BEGIN Passage
I asked him more about the courts. That’s when I felt things turn. It was like a glitch came into his voice, something between embarrassment and hatred. A wince at an old but unhealed wound. I remember wishing I was alone with my music and thoughts.

“The Sierra Club and the Apache sued,” he explained, growing more excited as he spoke. “It wasn’t just the U of A that was forcing the telescopes onto the land. It was Pope John Paul, the Vatican. And the Max Planck Institute. A full international affair.7 Politicians cheated all the environmental reviews, ignored the Indian’s rights. I was mad about stuff like that back then, you know. Like, how dare you pretend to be enlightened?”8

Note 7
One of my hiking partner’s most baffling statements was that the Vatican was involved with the telescopes on Mt. Graham. He mentioned the Pope and the Vatican more than once as powerful forces trying to plant telescopes in the Pinaleño Mountains. He also mentioned the Max Planck Institute. The University of Arizona, Max Planck, the Vatican, all conspiring against red squirrels and Apache protestors and hippies sounded to me like some Da Vinci Code-style conspiracy.
END Passage
Required tasks:
a) According to the Mt. Graham passage, which two parties sued?
b) Echo the Mt. Graham passage, beginning at the words "I asked him" and ending after the words "music and thoughts.".
c) Carry on the Mt. Graham passage from the point where it ends.
The material is unrelated to the Mt. Graham passage.
BEGIN Available data
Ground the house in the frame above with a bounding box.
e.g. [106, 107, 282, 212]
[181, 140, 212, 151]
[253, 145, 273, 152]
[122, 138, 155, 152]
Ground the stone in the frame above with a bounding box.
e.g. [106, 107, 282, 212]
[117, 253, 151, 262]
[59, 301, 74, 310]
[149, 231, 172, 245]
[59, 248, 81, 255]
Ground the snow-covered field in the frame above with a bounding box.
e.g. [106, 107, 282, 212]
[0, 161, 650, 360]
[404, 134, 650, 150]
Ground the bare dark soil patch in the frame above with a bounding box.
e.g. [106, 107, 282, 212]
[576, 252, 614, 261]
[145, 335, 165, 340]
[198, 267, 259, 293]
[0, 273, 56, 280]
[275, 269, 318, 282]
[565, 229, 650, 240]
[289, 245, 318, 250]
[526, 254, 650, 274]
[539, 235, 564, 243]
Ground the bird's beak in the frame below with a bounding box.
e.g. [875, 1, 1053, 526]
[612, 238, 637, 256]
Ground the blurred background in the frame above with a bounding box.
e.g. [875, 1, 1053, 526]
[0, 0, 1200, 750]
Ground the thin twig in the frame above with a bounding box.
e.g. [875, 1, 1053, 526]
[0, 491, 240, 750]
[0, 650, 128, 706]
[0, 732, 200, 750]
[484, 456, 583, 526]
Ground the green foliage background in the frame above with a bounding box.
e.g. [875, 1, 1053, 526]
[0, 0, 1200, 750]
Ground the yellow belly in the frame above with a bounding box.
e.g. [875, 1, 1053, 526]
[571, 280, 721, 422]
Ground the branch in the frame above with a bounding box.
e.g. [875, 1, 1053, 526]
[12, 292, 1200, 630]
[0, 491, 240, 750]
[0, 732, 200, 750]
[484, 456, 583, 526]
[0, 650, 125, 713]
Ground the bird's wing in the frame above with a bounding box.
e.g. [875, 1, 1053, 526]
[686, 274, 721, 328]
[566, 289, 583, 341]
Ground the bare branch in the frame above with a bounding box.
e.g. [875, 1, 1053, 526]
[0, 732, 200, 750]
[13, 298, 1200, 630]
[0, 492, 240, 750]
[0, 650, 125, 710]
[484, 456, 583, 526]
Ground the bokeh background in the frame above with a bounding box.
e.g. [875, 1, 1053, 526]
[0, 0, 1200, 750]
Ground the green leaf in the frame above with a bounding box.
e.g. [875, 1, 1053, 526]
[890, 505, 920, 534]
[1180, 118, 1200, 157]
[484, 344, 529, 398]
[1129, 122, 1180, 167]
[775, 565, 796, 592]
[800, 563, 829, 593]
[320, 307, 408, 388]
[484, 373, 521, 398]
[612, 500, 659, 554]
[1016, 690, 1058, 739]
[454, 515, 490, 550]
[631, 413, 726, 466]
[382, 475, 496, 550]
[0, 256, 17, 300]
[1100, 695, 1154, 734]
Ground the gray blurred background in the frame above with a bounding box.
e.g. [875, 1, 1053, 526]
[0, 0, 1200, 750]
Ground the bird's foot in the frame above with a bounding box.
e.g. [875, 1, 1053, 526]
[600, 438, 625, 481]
END Available data
Exercise answers:
a) The Sierra Club and the Apache.

b)
I asked him more about the courts. That’s when I felt things turn. It was like a glitch came into his voice, something between embarrassment and hatred. A wince at an old but unhealed wound. I remember wishing I was alone with my music and thoughts.

c)
 
I later learned that the Mount Graham International Observatory features three telescope sites, one owned by the University of Arizona, one owned by the Max Planck Institute, and one owned by the Vatican called the Vatican Advanced Technology Telescope.
 
McCarthy, Coleman. “Politics, The Pope, and Red Squirrels.” The Washington Post. March 8, 1990.

Note 8
The telescopes have been opposed by the San Carlos Apache since the 1980s. Environmentalists were concerned over the destruction of red squirrel habitat and joined with the Apache’s protests. Though the observatory’s legal counsel claims the tribe did not start opposition until several years after they were notified, the San Carlos Apache did take clear action, through both legal and political channels, going so far as sending an envoy to the Vatican. Ola Cassadore Davis became the spokesperson for the resistance until her death in 2014. Through her work and the work of others, resistance continued throughout the 1990s and moral opposition persists today, even as those giant eyes peer off the sacred mountain, deep into space.
 
Welch, John R. “White Eyes’ Lies and the Battle for Dzil Nchaa Si’an.” The American Indian Quarterly, no. 1, 1997, p. 75.
 
For a lot more on the Apache’s resistance to the Mt. Graham development, see http://mountgraham.org/taxonomy/term/2.
 
Also, see Appendix I.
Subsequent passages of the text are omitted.